• **Given problem**:
Pull out every line in the entries below that contains the word "flower", and copy each of those lines in full.

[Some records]

start

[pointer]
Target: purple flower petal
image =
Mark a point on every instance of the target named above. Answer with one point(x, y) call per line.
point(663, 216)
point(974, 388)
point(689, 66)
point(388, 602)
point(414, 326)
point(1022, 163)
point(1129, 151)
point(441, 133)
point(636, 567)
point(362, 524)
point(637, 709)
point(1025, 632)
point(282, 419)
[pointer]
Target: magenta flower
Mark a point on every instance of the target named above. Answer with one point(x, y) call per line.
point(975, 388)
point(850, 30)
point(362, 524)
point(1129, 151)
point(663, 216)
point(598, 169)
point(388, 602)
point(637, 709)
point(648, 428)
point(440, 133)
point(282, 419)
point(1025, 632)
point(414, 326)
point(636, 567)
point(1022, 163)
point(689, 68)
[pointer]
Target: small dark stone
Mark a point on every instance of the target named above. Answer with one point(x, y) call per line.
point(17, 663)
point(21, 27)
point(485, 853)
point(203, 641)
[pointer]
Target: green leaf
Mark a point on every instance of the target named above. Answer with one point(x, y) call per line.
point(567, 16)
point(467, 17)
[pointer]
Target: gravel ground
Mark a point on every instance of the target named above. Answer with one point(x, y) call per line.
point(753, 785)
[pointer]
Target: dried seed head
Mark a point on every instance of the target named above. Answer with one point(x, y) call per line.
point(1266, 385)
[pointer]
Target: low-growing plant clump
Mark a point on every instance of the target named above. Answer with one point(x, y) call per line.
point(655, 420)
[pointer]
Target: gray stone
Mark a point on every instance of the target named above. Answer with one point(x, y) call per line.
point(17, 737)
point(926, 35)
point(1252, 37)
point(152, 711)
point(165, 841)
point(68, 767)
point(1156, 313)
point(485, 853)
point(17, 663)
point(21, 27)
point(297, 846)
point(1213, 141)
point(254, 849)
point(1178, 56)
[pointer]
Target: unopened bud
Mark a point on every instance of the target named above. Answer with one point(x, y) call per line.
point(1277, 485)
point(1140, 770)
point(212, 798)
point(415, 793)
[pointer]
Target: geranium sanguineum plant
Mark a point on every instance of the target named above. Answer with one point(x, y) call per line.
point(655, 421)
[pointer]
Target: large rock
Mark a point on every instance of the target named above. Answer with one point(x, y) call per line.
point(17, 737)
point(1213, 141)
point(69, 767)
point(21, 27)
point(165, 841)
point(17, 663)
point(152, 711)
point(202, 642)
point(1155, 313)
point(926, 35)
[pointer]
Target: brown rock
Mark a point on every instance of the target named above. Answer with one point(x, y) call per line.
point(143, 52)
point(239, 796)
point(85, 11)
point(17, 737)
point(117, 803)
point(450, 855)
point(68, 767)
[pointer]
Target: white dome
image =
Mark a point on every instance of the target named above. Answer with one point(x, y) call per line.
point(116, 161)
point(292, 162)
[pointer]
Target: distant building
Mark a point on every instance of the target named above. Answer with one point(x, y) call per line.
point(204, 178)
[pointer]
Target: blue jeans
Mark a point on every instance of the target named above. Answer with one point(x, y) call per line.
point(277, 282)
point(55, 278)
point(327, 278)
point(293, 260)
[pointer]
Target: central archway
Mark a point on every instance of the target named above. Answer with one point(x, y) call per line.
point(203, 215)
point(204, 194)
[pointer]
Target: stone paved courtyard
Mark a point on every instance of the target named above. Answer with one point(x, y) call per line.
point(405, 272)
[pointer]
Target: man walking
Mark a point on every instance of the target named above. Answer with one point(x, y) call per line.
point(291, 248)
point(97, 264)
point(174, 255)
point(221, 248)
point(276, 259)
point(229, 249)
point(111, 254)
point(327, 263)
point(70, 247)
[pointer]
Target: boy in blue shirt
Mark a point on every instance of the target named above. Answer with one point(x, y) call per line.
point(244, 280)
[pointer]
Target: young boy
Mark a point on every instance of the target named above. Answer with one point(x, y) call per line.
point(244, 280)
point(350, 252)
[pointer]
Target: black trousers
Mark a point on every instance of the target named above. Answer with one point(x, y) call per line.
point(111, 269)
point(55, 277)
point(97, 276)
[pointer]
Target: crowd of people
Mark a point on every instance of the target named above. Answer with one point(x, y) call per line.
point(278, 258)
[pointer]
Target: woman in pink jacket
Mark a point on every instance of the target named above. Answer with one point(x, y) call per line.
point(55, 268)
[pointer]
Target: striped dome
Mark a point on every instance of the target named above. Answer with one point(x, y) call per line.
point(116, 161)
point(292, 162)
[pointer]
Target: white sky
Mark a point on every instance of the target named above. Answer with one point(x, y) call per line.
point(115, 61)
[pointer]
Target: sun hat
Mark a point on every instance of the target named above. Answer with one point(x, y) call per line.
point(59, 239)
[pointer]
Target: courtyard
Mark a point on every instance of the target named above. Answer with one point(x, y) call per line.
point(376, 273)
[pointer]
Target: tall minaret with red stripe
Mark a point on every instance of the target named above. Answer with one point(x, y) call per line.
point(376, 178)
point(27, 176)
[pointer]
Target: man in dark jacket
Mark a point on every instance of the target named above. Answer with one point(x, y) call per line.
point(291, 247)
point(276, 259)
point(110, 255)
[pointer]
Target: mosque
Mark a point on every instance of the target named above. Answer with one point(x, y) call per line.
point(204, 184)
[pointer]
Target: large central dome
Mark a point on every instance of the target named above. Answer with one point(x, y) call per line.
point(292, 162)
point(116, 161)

end

• **Task output**:
Target: purple flower petal
Target: magenta flower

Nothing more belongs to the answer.